WHAT TO PRODUCE:
Without the pictures, print each of the records below exactly as it appears.

>> START

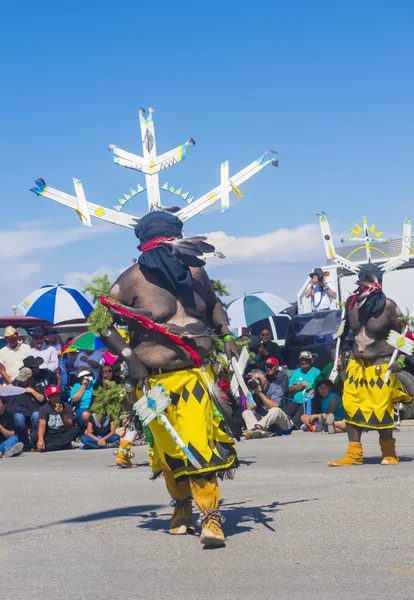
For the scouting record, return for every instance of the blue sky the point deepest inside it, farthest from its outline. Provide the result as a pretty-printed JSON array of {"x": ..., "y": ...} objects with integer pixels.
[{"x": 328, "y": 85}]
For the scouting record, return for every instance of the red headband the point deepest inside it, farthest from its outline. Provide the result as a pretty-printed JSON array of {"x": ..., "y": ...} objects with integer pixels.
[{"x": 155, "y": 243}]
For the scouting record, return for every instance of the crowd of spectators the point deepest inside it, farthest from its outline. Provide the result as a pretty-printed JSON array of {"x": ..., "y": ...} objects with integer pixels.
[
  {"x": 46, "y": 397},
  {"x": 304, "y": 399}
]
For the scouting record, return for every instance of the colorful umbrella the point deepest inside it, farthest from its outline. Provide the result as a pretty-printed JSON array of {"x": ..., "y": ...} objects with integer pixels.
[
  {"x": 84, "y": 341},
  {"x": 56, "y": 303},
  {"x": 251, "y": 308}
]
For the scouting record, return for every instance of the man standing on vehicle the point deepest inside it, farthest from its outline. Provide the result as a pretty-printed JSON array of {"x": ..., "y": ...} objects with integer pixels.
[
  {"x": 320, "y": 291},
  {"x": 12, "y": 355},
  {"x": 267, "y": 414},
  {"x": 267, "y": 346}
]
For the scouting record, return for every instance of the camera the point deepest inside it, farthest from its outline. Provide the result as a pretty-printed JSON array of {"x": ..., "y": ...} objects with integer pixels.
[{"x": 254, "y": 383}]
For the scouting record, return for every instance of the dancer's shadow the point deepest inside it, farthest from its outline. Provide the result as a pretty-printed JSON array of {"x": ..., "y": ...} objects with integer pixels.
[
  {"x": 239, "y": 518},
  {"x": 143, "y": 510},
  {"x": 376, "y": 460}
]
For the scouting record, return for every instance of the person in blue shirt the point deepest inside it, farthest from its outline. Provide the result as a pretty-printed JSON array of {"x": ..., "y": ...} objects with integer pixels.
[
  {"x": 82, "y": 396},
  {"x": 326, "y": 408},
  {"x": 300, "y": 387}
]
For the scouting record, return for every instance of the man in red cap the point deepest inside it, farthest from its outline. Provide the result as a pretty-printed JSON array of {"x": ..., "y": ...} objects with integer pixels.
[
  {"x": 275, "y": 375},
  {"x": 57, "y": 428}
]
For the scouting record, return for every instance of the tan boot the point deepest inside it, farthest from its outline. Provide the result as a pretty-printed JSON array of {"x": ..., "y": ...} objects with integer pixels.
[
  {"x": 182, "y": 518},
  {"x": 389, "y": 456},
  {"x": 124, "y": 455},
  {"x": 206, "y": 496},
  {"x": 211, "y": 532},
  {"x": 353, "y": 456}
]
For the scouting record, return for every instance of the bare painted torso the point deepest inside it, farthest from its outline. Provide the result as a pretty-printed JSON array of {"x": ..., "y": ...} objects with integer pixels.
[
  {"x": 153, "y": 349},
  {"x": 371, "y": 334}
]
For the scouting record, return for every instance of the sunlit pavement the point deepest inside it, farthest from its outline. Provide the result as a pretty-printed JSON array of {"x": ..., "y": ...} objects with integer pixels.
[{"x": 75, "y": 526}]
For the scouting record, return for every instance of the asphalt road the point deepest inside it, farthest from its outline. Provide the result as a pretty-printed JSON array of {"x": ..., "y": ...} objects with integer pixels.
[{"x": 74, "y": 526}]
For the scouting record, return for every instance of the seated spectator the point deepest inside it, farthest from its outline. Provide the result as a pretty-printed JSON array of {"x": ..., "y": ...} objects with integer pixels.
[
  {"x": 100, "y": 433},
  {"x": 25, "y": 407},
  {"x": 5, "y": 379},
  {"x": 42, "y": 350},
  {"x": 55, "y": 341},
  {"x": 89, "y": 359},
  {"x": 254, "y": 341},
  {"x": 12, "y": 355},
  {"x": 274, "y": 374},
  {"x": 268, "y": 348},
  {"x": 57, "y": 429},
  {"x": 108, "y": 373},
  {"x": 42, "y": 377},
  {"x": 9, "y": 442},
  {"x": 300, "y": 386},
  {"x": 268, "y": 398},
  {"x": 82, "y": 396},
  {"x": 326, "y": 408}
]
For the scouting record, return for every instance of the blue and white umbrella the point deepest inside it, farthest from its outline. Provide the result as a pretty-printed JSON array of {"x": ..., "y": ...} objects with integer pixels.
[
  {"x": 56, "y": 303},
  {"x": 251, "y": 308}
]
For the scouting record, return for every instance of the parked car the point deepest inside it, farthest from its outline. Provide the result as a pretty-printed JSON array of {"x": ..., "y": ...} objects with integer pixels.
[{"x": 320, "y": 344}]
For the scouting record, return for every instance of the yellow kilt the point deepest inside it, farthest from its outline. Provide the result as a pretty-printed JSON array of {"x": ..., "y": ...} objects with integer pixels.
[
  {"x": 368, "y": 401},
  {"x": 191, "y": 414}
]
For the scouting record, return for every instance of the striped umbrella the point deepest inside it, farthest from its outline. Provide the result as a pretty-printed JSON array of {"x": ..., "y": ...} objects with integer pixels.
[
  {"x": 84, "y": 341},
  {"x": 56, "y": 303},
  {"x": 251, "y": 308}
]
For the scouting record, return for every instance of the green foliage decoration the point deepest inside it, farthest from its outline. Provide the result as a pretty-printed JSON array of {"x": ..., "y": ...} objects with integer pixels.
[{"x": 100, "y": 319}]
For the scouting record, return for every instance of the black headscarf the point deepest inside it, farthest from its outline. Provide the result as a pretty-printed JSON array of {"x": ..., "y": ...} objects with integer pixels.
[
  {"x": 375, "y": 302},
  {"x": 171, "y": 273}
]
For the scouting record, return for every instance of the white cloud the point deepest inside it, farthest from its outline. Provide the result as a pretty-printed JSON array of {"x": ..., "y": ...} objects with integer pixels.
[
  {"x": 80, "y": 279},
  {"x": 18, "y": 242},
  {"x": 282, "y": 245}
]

>> END

EXERCISE SOLUTION:
For the scouting record, return for every instance of the blue sky the point deepest inside it, farthest from its outline. Provide the result as a pretty-printed JSON array of {"x": ..., "y": ...} objects with integer pixels.
[{"x": 328, "y": 85}]
For the scouting record, return for every instance of the red headband the point deepest inside it, farthest from its outline. Provide the result as a pretty-printed JSON array of {"x": ..., "y": ...} objects with integer pixels.
[{"x": 155, "y": 243}]
For the scouting record, return for every instance of the crowd of spectators the point deepest inside it, farthest from its outline. Provide the result as a pretty-printed JSON array of {"x": ..., "y": ...} objects with integer pixels.
[
  {"x": 46, "y": 397},
  {"x": 304, "y": 399}
]
For the scouting record, return for every instance of the colorful umbrella the point deepest inside it, farthest from its outline. Provide the result as a pretty-printed JSON array of {"x": ..., "y": ...} objects with integer pixels.
[
  {"x": 84, "y": 341},
  {"x": 56, "y": 303},
  {"x": 251, "y": 308}
]
For the scouting record, return for every instance of the man standing on vehicle the point deepest inside it, farthest from its outline. Provide the result as a pretty-printed JSON array of {"x": ..., "y": ...} objects with integer pixels.
[
  {"x": 320, "y": 291},
  {"x": 12, "y": 355},
  {"x": 267, "y": 414},
  {"x": 267, "y": 346}
]
For the scouting record, return for every instance of the camera the point deepest inside it, farthest from its outline. Provide the result as a pretty-printed JSON array of {"x": ..., "y": ...} objects with integer pixels.
[{"x": 254, "y": 383}]
For the scouting record, return for every instance of the dancer's shadow the point deepest inside it, farthest from its outline. Provide the result as a pretty-printed JSON array of {"x": ..., "y": ...} objects with integer pixels.
[
  {"x": 239, "y": 518},
  {"x": 143, "y": 510},
  {"x": 376, "y": 460}
]
For the scouting record, return for every instance of the person in blue shirt the point deepest inside it, farthest from its outline. Provide the result as a pretty-printed JSON array of {"x": ..., "y": ...} objects with integer pixels.
[
  {"x": 82, "y": 396},
  {"x": 326, "y": 408},
  {"x": 300, "y": 387}
]
For the scouting record, return for every instance of the man in red cap the point deepest inside it, farthest from its outline. Provide the result as a pretty-printed JSON array of {"x": ..., "y": ...} objects with integer pixels.
[
  {"x": 275, "y": 375},
  {"x": 57, "y": 428}
]
For the scouting record, return for every instance of the tan boot the point deepest inside it, farthest from its outline. Provide the result as a pretty-printed JSON array of {"x": ..., "y": ...} objects with integer pixels.
[
  {"x": 182, "y": 518},
  {"x": 389, "y": 456},
  {"x": 124, "y": 455},
  {"x": 206, "y": 496},
  {"x": 211, "y": 532},
  {"x": 353, "y": 456}
]
For the scouting record, return for every instance of the bare painted torso the point deepest inside it, farthest from its outline. Provide the result as a pretty-printed JSON array of {"x": ..., "y": ...} objects with integer pixels.
[
  {"x": 153, "y": 349},
  {"x": 371, "y": 334}
]
For the scouting record, return for every instance of the sunlit pavement the point deepest inside it, farthest from its outline. Provide the result as a pretty-printed JSON array of {"x": ..., "y": ...} objects with integer pixels.
[{"x": 75, "y": 526}]
For the scouting record, return for every instance of the asphalt road the point deepest inside it, farthest from its outline. Provide the result as a pretty-printed JSON array of {"x": ..., "y": ...} objects with integer pixels.
[{"x": 74, "y": 526}]
For the scouting record, return for every instance of the seated spectator the point deepest inside it, farthest from its outline. Provide the result as a pretty-printed JSON array of {"x": ..., "y": ...} objects with integer pixels.
[
  {"x": 100, "y": 433},
  {"x": 25, "y": 407},
  {"x": 5, "y": 379},
  {"x": 42, "y": 350},
  {"x": 55, "y": 341},
  {"x": 89, "y": 359},
  {"x": 254, "y": 341},
  {"x": 12, "y": 355},
  {"x": 274, "y": 374},
  {"x": 268, "y": 348},
  {"x": 57, "y": 429},
  {"x": 108, "y": 373},
  {"x": 42, "y": 377},
  {"x": 9, "y": 442},
  {"x": 300, "y": 386},
  {"x": 268, "y": 398},
  {"x": 82, "y": 396},
  {"x": 326, "y": 408}
]
For the scouting record, return for every instance of the blue and white umbrella the point deepest inside it, farthest from its outline. Provide the result as a pretty-printed JSON array of {"x": ..., "y": ...} objects with integer pixels.
[
  {"x": 56, "y": 303},
  {"x": 251, "y": 308}
]
For the scouting record, return for every instance of the parked car the point deepest inside it, farthest from its outline. Provide the result as a pretty-printed JSON array of {"x": ..., "y": ...} objects with integer pixels.
[{"x": 320, "y": 344}]
For the scouting record, return for every instance of the yellow kilt the point deepest inside it, farthest from its outline. Provide the result as a pretty-printed JSON array of {"x": ..., "y": ...} objects with integer pixels.
[
  {"x": 368, "y": 401},
  {"x": 191, "y": 414}
]
For the scouting record, return for every instance of the striped umbrella the point deepest inside it, farthest from its outline. Provide the result as a pretty-printed JSON array of {"x": ..., "y": ...} objects with integer pixels.
[
  {"x": 84, "y": 341},
  {"x": 56, "y": 303},
  {"x": 251, "y": 308}
]
For the scouting record, return for every instance of the green foliage decoration the point deepest inside it, farthest from its outline. Provide the result as a pretty-printed JSON array of {"x": ..., "y": ...} objects with integer pixels.
[{"x": 100, "y": 319}]
For the scouting record, return for every instance of the black headscarf the point deepest inside it, farthest from its outline. Provide the result as a pretty-printed JSON array of {"x": ..., "y": ...} objects with integer pixels.
[
  {"x": 375, "y": 302},
  {"x": 171, "y": 273}
]
For the scouting record, return for every instance of the white cloud the point deepest inside it, farthest from its outline. Provide the result as a pretty-printed JSON array of {"x": ..., "y": ...} objects with integer pixels.
[
  {"x": 80, "y": 279},
  {"x": 18, "y": 242},
  {"x": 282, "y": 245}
]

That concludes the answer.